#### Exercise objective:
Repeat each entry word for word. Leave any images out of the copy.

#### Data to process:
• • • • • • •

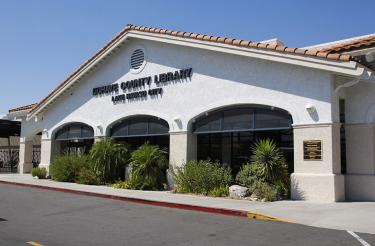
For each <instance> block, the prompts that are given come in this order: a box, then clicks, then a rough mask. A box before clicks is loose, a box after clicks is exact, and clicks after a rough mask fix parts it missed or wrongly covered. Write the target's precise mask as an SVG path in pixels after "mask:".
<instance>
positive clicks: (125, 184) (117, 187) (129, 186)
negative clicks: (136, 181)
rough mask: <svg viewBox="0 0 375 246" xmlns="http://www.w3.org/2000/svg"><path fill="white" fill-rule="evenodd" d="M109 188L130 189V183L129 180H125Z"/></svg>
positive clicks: (117, 182)
mask: <svg viewBox="0 0 375 246" xmlns="http://www.w3.org/2000/svg"><path fill="white" fill-rule="evenodd" d="M111 187H112V188H115V189H131V187H132V184H131V183H130V180H125V181H119V182H117V183H115V184H112V185H111Z"/></svg>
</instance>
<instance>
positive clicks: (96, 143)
mask: <svg viewBox="0 0 375 246" xmlns="http://www.w3.org/2000/svg"><path fill="white" fill-rule="evenodd" d="M89 156H90V162H91V164H92V165H93V170H94V172H95V174H96V175H97V176H98V177H99V178H100V179H101V181H103V182H105V183H111V182H114V181H116V180H117V179H119V178H120V177H121V175H122V173H121V172H122V171H123V170H124V167H125V165H126V164H128V162H129V157H130V152H129V147H128V145H126V144H120V143H116V142H114V141H113V140H112V139H110V138H106V139H103V140H101V141H98V142H96V143H95V144H94V145H93V146H92V148H91V150H90V154H89Z"/></svg>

• • • • • • •

#### Output of the task:
For each <instance> block, the prompts that are given come in this order: a box, then clicks, then a rough mask. A box before clicks is loose, a box after clicks is exact, and clicks after a rough mask fix parts it missed or wrongly covered. Write the target's precise mask as an SVG path in pixels after "mask:".
<instance>
positive clicks: (125, 184) (117, 187) (129, 186)
negative clicks: (136, 181)
rough mask: <svg viewBox="0 0 375 246" xmlns="http://www.w3.org/2000/svg"><path fill="white" fill-rule="evenodd" d="M109 188L130 189V183L129 180H125Z"/></svg>
positive clicks: (117, 182)
mask: <svg viewBox="0 0 375 246" xmlns="http://www.w3.org/2000/svg"><path fill="white" fill-rule="evenodd" d="M111 187H112V188H115V189H131V187H132V184H131V183H130V180H125V181H119V182H117V183H115V184H112V185H111Z"/></svg>
</instance>
<instance>
positive clicks: (96, 143)
mask: <svg viewBox="0 0 375 246" xmlns="http://www.w3.org/2000/svg"><path fill="white" fill-rule="evenodd" d="M89 156H90V162H91V164H92V165H93V170H94V172H95V174H96V175H97V176H98V177H99V178H100V179H101V181H103V182H105V183H111V182H114V181H116V180H117V179H119V178H120V177H121V175H122V173H121V172H122V171H123V170H124V167H125V165H126V164H128V162H129V157H130V152H129V147H128V145H126V144H120V143H116V142H114V141H113V140H112V139H110V138H106V139H103V140H101V141H98V142H96V143H95V144H94V145H93V146H92V148H91V150H90V154H89Z"/></svg>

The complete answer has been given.